--- Фрагмент текста ---
# Помогите оценить аккордеон



## Valgor (20 Май 2010)

В наследство достался аккордеон Schlossmeinel Klingenthal Sa. Насколько удалось узнать - это бывшее название Вельтмастера. Подскажите, пожалуйста, сколько он может стоить, если продавать.

С фотографиями проблемы, но нашёл абсолютно идентичные. Только цвет у моего инструмента - серый перламутр.


----------



## Новиков Игорь (20 Май 2010)

Невозможно дать точную оценку инструмента, не поиграв на нем,тем более такой ,не очень известной конструкции.Внешне все может выглядеть изумительно,но играть бывает нельзя, или с точностью наоборот.Если в данном экземпляре все работает, и мех держит и строй- что маловероятно ,цена ему ,если повезет, не более 5 тыс.рублей. Ну и продать,надо очень постараться найти покупателя.Ни в один магазин,занимающийся секонд хендом его не возьмут. Дерзайте. Удачи вам.


----------



## bombastic (20 Май 2010)

незнаю, вот у нас скандали продают 40х по 20 - 30 тыс)) есть же люди


----------



## grigoriys (20 Май 2010)

bombastic писал:


> вот у нас скандали продают 40х по 20 - 30 тыс))


ну и как, берут?


----------

--- Изучите материал ---
[1] Продублируйте отрывок из ветки об аккордеоне между «С фотографиями проблемы, но» и «Дерзайте. Удачи вам.», включая обе границы.
[2] Как изложить списком абзац ветки об аккордеоне, который начинается словами «Невозможно дать точную оценку», сохранив его основные факты?

--- Исходные данные ---
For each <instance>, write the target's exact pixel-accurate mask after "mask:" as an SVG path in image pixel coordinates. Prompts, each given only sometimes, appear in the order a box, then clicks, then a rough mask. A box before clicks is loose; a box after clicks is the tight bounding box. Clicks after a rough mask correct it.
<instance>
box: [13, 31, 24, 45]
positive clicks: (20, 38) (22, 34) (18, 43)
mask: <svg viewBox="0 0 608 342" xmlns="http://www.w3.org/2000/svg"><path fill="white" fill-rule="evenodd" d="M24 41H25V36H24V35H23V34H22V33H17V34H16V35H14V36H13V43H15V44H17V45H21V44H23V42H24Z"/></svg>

--- Ответы к заданиям ---
[1]
С фотографиями проблемы, но нашёл абсолютно идентичные. Только цвет у моего инструмента - серый перламутр.


----------



## Новиков Игорь (20 Май 2010)

Невозможно дать точную оценку инструмента, не поиграв на нем,тем более такой ,не очень известной конструкции.Внешне все может выглядеть изумительно,но играть бывает нельзя, или с точностью наоборот.Если в данном экземпляре все работает, и мех держит и строй- что маловероятно ,цена ему ,если повезет, не более 5 тыс.рублей. Ну и продать,надо очень постараться найти покупателя.Ни в один магазин,занимающийся секонд хендом его не возьмут. Дерзайте. Удачи вам.

[2]
- Точно оценить инструмент, не поиграв на нём, невозможно, тем более при не очень известной конструкции.
- Внешне инструмент может выглядеть изумительно, но играть на нём бывает нельзя, или наоборот.
- Если всё работает, мех и строй держат (что маловероятно), цена при удаче не более 5 тыс. рублей.
- Покупателя придётся очень постараться найти: ни один магазин секонд-хенда его не возьмёт.
- Автор желает дерзать и удачи.